■ WHAT TO PRODUCE:
Give back every entry in full, exactly as it reads.

#####

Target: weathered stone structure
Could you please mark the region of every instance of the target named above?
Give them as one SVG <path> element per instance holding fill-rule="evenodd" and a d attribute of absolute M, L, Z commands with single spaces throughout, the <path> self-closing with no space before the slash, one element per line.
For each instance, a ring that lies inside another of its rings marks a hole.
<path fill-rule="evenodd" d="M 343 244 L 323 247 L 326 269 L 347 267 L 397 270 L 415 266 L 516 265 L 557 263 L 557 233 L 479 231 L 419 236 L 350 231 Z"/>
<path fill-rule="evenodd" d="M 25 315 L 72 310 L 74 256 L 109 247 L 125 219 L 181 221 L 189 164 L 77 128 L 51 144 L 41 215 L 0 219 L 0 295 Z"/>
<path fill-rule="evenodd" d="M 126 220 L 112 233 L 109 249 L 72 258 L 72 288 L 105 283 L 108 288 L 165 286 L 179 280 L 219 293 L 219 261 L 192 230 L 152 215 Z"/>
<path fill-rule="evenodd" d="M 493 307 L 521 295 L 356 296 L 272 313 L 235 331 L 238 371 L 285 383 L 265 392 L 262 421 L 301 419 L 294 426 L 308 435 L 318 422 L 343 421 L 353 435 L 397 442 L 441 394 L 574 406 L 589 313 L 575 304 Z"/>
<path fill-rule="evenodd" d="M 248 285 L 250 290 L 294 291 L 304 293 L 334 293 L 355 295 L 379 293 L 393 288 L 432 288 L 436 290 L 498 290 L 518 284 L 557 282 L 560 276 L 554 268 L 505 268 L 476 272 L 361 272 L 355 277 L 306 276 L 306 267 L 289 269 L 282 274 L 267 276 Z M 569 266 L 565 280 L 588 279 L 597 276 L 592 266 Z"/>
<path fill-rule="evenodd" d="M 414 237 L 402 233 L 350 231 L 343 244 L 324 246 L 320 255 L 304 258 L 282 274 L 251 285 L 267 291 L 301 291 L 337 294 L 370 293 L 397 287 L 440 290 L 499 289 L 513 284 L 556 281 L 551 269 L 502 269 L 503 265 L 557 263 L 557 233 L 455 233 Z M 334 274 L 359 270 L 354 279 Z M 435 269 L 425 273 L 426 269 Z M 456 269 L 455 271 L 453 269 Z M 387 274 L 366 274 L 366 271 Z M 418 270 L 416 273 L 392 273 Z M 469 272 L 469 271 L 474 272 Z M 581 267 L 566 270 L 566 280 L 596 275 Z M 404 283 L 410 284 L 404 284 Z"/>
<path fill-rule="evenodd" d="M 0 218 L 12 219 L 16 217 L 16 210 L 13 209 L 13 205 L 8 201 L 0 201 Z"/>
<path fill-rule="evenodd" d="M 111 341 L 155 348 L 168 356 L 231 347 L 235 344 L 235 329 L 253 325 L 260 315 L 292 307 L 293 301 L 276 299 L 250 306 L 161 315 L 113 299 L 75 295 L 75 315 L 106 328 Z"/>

#####

■ ANSWER TO THE EXERCISE:
Target: weathered stone structure
Could you please mark the region of every instance of the target named above?
Give them as one SVG <path> element per instance holding fill-rule="evenodd" and a d attribute of absolute M, L, Z commands with single spaces throughout, the <path> self-closing with no space before the slash, one element per line.
For each instance, a ring that lies inside another of its rings marks a hole.
<path fill-rule="evenodd" d="M 343 244 L 323 247 L 326 269 L 347 267 L 397 270 L 415 266 L 516 265 L 557 263 L 557 233 L 479 231 L 419 236 L 350 231 Z"/>
<path fill-rule="evenodd" d="M 25 315 L 72 310 L 74 256 L 109 247 L 125 219 L 181 221 L 189 164 L 77 128 L 51 144 L 41 215 L 0 219 L 0 295 Z"/>
<path fill-rule="evenodd" d="M 126 220 L 112 233 L 109 249 L 72 258 L 72 288 L 105 283 L 108 288 L 165 286 L 179 280 L 219 293 L 219 261 L 192 230 L 152 215 Z"/>
<path fill-rule="evenodd" d="M 493 307 L 521 295 L 356 296 L 272 313 L 235 331 L 238 371 L 285 383 L 265 392 L 262 421 L 301 419 L 294 426 L 308 435 L 318 422 L 343 421 L 353 435 L 397 442 L 441 394 L 574 406 L 589 313 L 575 304 Z"/>
<path fill-rule="evenodd" d="M 248 285 L 250 290 L 294 291 L 304 293 L 334 293 L 355 295 L 379 293 L 393 288 L 432 288 L 436 290 L 498 290 L 518 284 L 557 282 L 560 276 L 554 268 L 505 268 L 476 272 L 361 272 L 355 277 L 306 276 L 306 267 L 289 269 L 282 274 L 267 276 Z M 569 266 L 565 280 L 588 279 L 597 276 L 592 266 Z"/>
<path fill-rule="evenodd" d="M 414 237 L 402 233 L 350 231 L 343 244 L 324 246 L 320 255 L 304 258 L 282 274 L 251 285 L 267 291 L 301 291 L 337 294 L 370 293 L 397 287 L 440 290 L 499 289 L 513 284 L 556 281 L 551 269 L 502 269 L 503 265 L 557 263 L 557 233 L 455 233 Z M 334 274 L 359 270 L 354 279 Z M 435 269 L 425 273 L 426 269 Z M 456 269 L 455 271 L 453 269 Z M 387 274 L 366 274 L 366 271 Z M 418 270 L 416 273 L 392 273 Z M 469 272 L 469 271 L 474 272 Z M 581 267 L 566 270 L 566 280 L 596 275 Z M 404 283 L 410 284 L 404 284 Z"/>
<path fill-rule="evenodd" d="M 0 218 L 12 219 L 16 217 L 16 210 L 13 209 L 13 205 L 8 201 L 0 201 Z"/>
<path fill-rule="evenodd" d="M 111 341 L 155 348 L 168 356 L 231 347 L 235 344 L 235 329 L 253 325 L 260 315 L 292 307 L 293 301 L 276 299 L 250 306 L 161 315 L 113 299 L 75 295 L 75 315 L 106 328 Z"/>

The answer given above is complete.